Position identification records
::::
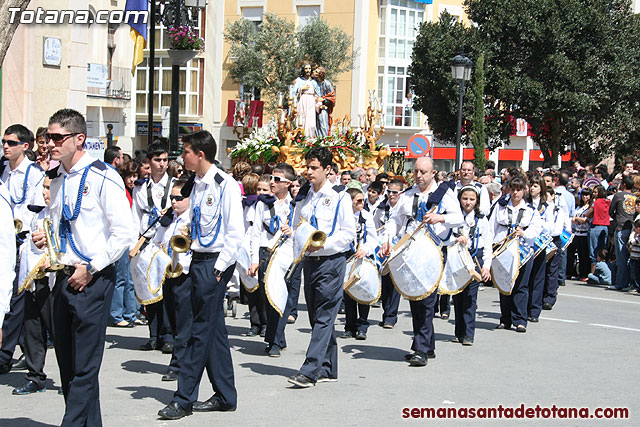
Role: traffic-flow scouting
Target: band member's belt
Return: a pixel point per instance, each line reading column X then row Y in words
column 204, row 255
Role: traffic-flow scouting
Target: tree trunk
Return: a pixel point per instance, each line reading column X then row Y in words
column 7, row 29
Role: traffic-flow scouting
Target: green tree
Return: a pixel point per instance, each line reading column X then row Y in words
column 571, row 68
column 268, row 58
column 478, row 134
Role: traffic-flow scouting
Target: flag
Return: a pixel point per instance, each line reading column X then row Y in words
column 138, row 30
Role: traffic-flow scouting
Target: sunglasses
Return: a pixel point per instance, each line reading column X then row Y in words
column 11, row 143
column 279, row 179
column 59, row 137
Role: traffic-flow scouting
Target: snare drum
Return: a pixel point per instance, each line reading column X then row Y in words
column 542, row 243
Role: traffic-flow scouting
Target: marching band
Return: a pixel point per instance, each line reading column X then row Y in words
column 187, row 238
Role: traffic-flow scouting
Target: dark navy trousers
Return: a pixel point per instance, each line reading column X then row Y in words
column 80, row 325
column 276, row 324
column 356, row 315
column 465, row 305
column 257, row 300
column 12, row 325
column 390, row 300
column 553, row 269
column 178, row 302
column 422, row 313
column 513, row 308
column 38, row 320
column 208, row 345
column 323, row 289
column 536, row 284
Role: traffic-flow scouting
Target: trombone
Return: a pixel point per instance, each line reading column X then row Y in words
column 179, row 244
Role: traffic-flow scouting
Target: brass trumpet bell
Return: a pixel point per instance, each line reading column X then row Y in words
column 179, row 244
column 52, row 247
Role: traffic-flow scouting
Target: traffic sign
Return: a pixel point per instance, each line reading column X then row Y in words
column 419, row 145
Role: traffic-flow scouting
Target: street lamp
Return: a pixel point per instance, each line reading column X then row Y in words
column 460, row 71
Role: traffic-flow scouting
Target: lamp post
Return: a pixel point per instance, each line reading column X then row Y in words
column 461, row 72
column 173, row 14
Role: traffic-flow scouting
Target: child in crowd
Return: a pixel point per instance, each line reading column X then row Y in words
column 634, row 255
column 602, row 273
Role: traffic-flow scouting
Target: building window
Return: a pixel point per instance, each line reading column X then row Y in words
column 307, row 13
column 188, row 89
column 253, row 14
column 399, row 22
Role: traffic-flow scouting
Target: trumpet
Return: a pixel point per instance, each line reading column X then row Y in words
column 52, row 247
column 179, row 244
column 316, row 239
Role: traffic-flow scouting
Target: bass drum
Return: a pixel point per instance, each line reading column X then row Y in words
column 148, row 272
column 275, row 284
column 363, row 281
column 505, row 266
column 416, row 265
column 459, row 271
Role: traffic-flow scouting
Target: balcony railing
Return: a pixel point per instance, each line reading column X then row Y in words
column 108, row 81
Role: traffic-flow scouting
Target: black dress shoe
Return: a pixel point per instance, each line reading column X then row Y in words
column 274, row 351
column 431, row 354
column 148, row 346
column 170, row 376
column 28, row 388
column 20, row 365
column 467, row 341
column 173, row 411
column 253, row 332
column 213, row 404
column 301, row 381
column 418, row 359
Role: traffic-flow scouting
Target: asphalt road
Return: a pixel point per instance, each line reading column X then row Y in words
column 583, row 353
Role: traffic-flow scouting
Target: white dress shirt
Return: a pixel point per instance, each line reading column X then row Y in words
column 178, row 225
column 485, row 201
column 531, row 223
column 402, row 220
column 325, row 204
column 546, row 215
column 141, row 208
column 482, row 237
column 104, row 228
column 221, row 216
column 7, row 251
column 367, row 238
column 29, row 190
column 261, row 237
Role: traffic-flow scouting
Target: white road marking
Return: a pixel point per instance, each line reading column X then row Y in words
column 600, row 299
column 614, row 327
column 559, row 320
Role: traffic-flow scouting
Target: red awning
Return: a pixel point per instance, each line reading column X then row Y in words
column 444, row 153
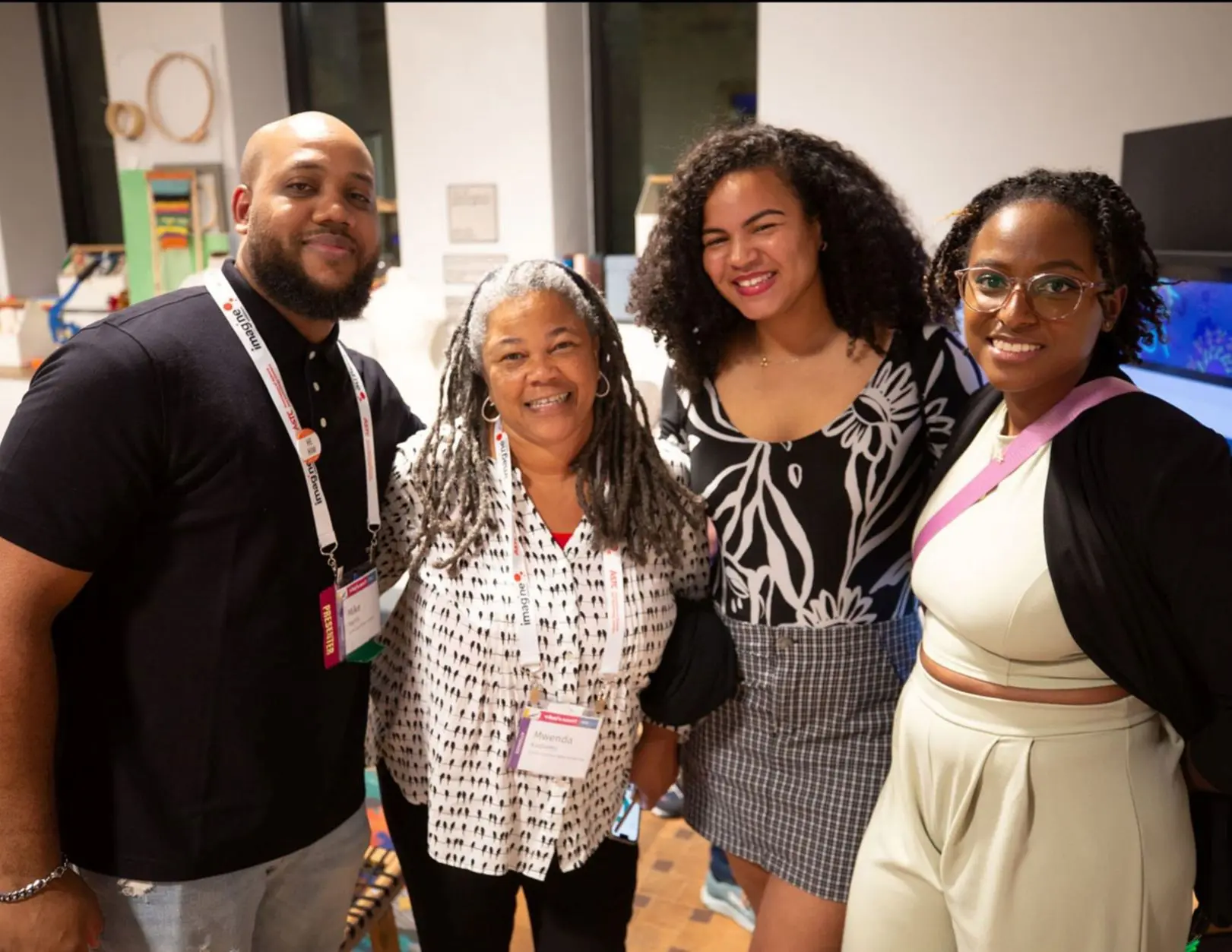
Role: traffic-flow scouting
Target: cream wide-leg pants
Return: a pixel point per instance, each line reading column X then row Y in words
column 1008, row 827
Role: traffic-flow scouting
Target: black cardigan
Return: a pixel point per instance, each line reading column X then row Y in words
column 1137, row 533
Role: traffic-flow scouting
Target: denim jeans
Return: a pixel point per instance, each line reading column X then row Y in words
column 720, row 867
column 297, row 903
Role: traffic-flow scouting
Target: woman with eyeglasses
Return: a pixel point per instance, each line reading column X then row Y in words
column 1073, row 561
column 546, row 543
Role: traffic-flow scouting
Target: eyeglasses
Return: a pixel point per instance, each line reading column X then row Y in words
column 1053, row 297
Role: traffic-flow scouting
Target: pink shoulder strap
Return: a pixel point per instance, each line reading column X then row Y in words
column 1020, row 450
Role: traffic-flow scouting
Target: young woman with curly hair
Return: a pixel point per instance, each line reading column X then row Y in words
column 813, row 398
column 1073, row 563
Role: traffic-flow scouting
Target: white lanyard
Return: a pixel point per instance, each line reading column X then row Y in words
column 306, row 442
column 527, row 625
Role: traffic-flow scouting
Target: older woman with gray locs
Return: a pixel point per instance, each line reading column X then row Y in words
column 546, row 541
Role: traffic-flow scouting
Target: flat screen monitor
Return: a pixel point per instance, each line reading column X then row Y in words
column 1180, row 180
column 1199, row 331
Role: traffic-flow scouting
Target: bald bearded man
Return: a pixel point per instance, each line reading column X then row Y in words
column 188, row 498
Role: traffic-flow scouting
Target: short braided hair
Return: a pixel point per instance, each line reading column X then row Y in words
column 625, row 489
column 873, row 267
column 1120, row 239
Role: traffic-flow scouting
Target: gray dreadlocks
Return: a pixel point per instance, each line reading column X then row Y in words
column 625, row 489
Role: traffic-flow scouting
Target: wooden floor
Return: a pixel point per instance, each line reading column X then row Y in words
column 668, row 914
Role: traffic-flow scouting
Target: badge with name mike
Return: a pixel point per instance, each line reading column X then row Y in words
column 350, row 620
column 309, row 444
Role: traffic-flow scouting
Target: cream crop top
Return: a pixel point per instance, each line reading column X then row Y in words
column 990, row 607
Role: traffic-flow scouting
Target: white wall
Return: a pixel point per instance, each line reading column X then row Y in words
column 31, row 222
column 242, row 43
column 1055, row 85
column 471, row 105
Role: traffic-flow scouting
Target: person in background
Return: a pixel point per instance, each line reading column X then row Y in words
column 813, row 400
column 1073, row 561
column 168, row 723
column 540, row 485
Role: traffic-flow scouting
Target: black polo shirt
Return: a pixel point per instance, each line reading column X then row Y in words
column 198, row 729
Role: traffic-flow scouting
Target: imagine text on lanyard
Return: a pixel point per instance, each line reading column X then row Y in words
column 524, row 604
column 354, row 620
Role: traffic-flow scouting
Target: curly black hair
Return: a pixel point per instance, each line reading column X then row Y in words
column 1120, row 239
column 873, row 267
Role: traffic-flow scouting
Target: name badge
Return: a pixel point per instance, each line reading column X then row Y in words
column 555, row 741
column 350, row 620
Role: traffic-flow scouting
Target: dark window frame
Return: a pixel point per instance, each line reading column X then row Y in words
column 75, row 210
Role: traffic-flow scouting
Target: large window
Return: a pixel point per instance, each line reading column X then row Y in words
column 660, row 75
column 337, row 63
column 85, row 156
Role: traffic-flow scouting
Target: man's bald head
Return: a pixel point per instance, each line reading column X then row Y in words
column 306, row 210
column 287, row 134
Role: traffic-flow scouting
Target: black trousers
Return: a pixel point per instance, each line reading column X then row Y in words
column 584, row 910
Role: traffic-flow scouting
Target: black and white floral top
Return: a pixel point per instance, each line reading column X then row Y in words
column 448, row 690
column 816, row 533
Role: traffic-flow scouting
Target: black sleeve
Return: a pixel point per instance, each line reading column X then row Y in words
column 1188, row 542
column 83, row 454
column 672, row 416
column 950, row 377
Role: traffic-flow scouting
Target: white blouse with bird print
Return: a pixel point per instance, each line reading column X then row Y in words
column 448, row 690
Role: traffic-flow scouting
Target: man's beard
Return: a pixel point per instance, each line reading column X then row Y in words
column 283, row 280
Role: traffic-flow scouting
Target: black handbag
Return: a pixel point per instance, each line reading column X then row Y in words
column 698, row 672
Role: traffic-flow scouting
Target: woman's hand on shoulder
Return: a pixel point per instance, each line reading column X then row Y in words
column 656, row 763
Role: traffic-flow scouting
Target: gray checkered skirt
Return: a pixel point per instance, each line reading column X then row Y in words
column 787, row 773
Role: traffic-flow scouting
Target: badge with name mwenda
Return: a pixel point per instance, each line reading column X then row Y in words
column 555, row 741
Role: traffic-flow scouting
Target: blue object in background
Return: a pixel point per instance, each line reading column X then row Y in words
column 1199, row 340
::::
Pull out every line of the rows above that contains the string "trumpet", treating uppercase and lowercase as different.

Target: brass trumpet bell
Target: trumpet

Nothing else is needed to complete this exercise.